==== Record list

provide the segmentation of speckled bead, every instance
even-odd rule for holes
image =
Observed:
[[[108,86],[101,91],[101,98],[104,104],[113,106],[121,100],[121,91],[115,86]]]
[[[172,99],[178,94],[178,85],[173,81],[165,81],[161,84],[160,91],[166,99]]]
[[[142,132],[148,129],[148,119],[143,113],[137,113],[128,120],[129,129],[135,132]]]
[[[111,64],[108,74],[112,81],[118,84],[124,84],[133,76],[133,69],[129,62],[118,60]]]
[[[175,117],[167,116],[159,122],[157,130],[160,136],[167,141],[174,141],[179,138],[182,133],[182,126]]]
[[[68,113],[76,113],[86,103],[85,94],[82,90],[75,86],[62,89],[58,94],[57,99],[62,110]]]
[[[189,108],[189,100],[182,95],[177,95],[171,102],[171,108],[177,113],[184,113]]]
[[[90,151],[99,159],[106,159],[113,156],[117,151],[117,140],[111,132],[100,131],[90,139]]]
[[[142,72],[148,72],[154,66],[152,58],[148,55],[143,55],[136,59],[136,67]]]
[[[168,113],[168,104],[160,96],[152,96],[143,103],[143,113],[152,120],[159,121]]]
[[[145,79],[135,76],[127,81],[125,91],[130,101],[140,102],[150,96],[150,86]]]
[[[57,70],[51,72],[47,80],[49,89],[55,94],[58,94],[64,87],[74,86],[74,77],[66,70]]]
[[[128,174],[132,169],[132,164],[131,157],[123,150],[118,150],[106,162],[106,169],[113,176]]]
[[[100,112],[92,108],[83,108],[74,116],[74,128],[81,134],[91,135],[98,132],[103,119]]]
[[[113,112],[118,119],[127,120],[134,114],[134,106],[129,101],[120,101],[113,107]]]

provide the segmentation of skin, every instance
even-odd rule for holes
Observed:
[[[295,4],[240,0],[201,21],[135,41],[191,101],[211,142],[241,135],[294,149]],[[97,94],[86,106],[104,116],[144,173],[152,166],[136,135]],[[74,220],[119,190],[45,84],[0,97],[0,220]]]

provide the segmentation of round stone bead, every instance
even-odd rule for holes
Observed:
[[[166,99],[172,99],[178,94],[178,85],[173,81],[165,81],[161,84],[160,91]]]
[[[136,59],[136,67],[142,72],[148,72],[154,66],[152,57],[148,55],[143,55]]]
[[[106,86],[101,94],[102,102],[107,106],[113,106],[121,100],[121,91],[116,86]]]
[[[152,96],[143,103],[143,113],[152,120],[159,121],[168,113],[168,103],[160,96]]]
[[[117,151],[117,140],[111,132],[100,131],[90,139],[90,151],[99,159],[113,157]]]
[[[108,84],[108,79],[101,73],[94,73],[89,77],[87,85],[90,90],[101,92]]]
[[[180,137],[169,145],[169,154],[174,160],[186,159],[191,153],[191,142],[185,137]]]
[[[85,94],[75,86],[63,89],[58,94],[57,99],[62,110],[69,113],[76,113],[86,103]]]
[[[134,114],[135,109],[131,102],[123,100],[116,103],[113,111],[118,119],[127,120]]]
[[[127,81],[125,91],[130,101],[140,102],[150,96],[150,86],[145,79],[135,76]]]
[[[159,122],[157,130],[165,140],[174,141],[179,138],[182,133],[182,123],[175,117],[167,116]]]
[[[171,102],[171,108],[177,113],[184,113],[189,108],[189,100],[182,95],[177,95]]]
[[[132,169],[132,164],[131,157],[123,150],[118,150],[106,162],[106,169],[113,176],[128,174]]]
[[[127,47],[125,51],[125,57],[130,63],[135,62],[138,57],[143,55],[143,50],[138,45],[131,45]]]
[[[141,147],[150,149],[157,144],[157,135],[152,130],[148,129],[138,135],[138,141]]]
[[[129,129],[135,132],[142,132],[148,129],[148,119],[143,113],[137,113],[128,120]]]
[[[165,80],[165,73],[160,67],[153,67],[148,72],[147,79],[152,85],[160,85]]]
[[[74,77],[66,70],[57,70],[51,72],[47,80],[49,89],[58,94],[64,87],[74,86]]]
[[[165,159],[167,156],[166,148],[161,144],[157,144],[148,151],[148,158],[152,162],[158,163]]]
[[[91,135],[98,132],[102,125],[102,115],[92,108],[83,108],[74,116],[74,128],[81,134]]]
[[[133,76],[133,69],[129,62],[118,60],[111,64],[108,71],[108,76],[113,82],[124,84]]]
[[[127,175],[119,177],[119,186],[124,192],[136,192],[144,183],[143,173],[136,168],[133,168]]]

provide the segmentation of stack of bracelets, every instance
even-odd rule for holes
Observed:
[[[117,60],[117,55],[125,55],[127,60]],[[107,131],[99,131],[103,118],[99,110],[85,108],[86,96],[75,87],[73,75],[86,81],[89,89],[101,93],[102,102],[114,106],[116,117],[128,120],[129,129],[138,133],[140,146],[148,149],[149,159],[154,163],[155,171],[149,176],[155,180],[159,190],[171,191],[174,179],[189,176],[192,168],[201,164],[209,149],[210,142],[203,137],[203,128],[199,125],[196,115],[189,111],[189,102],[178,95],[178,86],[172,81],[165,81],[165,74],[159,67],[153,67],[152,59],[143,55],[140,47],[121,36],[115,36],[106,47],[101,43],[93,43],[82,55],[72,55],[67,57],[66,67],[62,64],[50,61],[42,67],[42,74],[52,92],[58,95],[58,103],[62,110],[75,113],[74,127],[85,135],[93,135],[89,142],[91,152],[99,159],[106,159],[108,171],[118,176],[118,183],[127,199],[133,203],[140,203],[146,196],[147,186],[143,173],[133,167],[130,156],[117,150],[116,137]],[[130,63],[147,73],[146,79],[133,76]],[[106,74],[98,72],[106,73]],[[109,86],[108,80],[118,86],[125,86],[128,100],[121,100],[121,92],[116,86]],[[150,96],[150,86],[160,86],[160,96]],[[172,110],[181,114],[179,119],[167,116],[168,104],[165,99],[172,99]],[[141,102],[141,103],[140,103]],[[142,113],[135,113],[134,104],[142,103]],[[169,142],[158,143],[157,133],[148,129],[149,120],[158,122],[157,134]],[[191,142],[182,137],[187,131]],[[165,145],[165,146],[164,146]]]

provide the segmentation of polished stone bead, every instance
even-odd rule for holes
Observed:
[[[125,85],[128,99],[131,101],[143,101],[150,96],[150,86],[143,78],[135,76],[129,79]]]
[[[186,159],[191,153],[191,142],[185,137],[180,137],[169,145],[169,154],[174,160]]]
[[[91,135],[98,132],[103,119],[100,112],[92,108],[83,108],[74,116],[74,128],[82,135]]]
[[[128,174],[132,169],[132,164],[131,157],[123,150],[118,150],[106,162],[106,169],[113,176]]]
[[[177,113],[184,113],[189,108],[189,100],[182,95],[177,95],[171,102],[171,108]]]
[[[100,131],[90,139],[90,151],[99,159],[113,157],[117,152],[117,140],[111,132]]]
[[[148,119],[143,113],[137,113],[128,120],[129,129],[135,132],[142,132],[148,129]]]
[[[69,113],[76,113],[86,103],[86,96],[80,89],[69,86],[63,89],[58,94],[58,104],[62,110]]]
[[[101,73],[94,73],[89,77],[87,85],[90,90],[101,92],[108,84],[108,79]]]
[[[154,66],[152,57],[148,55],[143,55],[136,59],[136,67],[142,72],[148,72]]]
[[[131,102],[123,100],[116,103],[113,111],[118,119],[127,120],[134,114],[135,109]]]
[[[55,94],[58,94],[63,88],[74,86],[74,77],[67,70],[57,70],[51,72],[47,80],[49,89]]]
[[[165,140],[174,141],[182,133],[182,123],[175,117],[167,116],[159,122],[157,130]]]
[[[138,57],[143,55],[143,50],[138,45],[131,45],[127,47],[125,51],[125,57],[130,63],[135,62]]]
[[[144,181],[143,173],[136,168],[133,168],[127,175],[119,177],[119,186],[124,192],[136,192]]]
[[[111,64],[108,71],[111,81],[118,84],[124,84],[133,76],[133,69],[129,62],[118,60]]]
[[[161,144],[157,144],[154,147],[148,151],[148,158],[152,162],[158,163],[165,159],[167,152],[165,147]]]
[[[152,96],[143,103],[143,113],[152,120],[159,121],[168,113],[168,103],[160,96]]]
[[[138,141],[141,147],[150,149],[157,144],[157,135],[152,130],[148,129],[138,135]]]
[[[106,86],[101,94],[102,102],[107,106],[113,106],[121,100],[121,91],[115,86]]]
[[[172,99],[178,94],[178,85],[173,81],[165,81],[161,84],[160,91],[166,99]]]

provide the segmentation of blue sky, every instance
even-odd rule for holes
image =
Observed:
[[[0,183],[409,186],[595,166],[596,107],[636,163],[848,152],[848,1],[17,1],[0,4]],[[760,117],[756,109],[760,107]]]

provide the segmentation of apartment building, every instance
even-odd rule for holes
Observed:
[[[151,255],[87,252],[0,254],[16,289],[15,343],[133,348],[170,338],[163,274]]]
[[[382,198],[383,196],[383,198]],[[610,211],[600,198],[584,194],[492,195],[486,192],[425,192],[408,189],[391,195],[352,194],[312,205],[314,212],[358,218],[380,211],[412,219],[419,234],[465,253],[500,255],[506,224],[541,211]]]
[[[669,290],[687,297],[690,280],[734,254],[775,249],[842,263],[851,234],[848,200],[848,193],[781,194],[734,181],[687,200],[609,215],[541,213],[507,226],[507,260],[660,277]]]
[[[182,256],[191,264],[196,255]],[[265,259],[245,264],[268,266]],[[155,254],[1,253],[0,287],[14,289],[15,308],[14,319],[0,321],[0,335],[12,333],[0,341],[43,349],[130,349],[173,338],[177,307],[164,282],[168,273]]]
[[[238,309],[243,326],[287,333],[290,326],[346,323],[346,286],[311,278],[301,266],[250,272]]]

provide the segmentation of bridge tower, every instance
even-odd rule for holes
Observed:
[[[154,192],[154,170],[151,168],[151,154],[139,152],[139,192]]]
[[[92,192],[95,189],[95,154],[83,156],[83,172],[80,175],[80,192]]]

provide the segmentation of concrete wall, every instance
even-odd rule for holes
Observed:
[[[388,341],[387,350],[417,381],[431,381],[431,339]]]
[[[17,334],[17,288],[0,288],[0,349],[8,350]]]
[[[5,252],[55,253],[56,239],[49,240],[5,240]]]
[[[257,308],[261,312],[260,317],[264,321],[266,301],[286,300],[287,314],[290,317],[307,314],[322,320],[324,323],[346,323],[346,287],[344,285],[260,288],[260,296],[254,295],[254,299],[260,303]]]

========

Exercise directions> Starting at the line that contains "provide the segmentation of concrete" and ending at the last of the items, write those lines out again with "concrete wall" swapped for "brick wall" and nothing else changed.

Solution to this problem>
provide the segmentation of brick wall, every instance
even-odd rule for holes
Observed:
[[[388,341],[387,350],[417,381],[431,381],[431,339]]]
[[[17,334],[17,288],[0,288],[0,349],[8,350]]]
[[[5,252],[55,253],[56,239],[49,240],[5,240]]]
[[[257,308],[261,312],[260,317],[264,321],[266,301],[286,300],[287,314],[290,317],[307,314],[322,320],[324,323],[346,323],[346,287],[344,285],[260,288],[260,296],[254,295],[254,299],[260,303]]]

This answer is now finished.